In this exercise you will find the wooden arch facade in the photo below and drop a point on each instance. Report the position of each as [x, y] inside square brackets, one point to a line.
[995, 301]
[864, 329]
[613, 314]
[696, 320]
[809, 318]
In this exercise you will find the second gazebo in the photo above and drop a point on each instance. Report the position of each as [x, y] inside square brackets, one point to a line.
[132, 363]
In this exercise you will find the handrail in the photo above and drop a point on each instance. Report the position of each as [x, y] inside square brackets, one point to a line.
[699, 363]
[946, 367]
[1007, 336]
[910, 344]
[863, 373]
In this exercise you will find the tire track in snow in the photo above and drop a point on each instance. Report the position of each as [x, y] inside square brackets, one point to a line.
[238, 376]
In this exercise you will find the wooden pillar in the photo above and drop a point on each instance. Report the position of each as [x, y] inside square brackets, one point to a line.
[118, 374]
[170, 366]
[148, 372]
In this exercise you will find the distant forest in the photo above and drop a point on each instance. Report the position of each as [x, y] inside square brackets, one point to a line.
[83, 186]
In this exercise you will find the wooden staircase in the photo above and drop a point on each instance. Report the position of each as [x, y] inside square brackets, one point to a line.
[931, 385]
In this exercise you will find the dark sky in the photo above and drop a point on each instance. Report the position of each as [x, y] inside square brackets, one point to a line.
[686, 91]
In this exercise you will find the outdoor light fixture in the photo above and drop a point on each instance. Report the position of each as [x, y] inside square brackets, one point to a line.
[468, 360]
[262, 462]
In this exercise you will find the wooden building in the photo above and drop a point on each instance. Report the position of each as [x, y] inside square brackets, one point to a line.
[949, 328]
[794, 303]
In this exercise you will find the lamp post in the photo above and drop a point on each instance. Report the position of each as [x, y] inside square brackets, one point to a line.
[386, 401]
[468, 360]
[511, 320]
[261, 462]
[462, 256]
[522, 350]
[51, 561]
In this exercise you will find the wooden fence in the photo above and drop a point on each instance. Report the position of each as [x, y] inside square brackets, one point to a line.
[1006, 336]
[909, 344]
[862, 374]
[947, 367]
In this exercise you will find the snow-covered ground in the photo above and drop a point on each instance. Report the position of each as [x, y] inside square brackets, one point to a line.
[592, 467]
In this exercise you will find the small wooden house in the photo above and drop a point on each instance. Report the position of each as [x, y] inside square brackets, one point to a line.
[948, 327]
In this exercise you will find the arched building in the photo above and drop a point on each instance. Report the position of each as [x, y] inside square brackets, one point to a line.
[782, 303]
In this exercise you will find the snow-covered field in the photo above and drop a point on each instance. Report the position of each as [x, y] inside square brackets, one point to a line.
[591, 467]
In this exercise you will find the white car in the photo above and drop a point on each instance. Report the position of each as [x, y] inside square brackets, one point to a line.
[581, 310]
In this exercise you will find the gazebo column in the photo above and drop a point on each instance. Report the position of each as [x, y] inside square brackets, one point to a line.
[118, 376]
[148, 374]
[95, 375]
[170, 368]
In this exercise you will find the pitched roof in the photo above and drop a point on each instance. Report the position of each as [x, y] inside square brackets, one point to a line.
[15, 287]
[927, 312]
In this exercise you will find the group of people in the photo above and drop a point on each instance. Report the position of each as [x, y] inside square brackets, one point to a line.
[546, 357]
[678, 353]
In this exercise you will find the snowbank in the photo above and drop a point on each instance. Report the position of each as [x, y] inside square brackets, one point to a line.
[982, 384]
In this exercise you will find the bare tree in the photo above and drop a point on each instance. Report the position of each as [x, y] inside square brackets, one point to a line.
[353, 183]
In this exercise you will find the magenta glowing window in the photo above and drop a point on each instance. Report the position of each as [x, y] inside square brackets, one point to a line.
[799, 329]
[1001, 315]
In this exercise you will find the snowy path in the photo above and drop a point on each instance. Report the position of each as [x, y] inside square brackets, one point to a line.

- **TASK OBJECTIVE**:
Repeat the entire listing above, keeping every line exactly the same.

- **EXERCISE OUTPUT**:
In this exercise you will find the wooden arch facade in the photo below and drop a point on each instance. Report the position of each as [x, y] inside square brackets, one point to a line.
[995, 301]
[864, 329]
[613, 314]
[696, 320]
[809, 318]
In this exercise you will find the second gazebo in the photo above and drop a point on each instance. Report the position of each as [x, y] inside square brackets, one point to a line.
[132, 363]
In this exercise you will find the handrail in the photo above and drop a point on each instance. Report the position of each as [x, y] inside square brackets, one point to a line.
[699, 363]
[946, 367]
[1007, 336]
[910, 344]
[863, 373]
In this exercise you will find the tire track in snow in the photo above and drop a point on each instance. Report the position of each as [x, y] inside square brackets, one point to a line.
[238, 376]
In this exercise you will find the wooden pillar in the photo above and drop a point on each instance. Report the position of each as [x, y] inside square brackets, one point to a line.
[118, 374]
[170, 366]
[148, 372]
In this exercise you will find the distant forest in the photo above and drop a point on each instance. Report the position of each as [x, y] inside square brackets, one point to a line.
[83, 186]
In this exercise you will find the wooden staircase in the photo above and drop a point on each instance. Report the position of each as [x, y] inside square brackets, one point to a line.
[931, 385]
In this exercise you will find the dark sky in the photo above and drop a point on each instance. Report the position of each as [x, y] inside square brackets, one point to a line.
[686, 91]
In this exercise you will find the outdoor light fixture in the photo above and drop a point on each instance. Report the position of each as [x, y] inside square brackets, one point to a line.
[468, 360]
[262, 462]
In this exercise you will find the wooden building in the photo above and drop a point on each instance. Report the position of each as [x, y] inside square brackets, one point to a line.
[949, 328]
[794, 303]
In this exercise you will find the lamp post in the photo above and drop a point on each instance. Report the position of each as [x, y] inside square brackets, one point to a line.
[386, 401]
[468, 360]
[511, 320]
[261, 462]
[462, 256]
[522, 350]
[51, 561]
In this exercise you will find the wooden fence in the photo above and drop a point on each instance. Report the position of each as [x, y] inside square brackets, one point to a line.
[1006, 336]
[909, 344]
[862, 374]
[947, 367]
In this exercise you will find the snow-covered ground in the photo above and drop a point on each instance. Report the position of each as [x, y] inside square brackets, one point to a line.
[592, 467]
In this exercise you will find the small wooden house in the photo above and drop a point on each instance. Report the position of each as [x, y] inside square brackets, one point to a line.
[948, 327]
In this exercise you will find the arched building in the photo above and drop a point on each instance. Report the position of each as [x, y] inside square brackets, one point to a line.
[782, 303]
In this exercise you will find the snow-covered field in the photo above and drop a point on each instance. Report the position of each as [x, y] inside square brackets, one point to a line.
[591, 467]
In this exercise you will find the white car in the photo above and drop a point on each instance. Report the position of each as [x, y] inside square brackets, one point to a line.
[581, 310]
In this exercise you will find the gazebo column in the photo above and drop a point on each instance. Report the position of each as [x, y] inside square brackets, one point to a line.
[118, 376]
[148, 374]
[95, 375]
[170, 368]
In this exercise you will find the pitched roof in the photo above and drop a point on each instance. Report the position of each as [x, y] inside square brackets, one point to a line.
[15, 287]
[927, 312]
In this exercise you will find the group of people in the photo above and drop a point on each instance. Report the position of each as [x, y] inside square brackets, one point to a line.
[546, 357]
[678, 353]
In this exercise you will find the snowbank in the photo above and drop a point on each instance. Report the position of each as [x, y] inside square brackets, one point to a line.
[982, 384]
In this exercise you will find the bare tree in the photo above and drop a point on each instance. Report the position of each as [x, y] inside square brackets, one point to a line.
[353, 183]
In this exercise you will find the magenta glowing window in the photo above and drop a point on each instance. Report the position of each as [x, y] inside square brackets, one point to a line.
[799, 329]
[1001, 315]
In this exercise you will find the snowy path in the photo above and drop a point on each instance. Report the position of each as [x, y] inside square brackets, one point to a line.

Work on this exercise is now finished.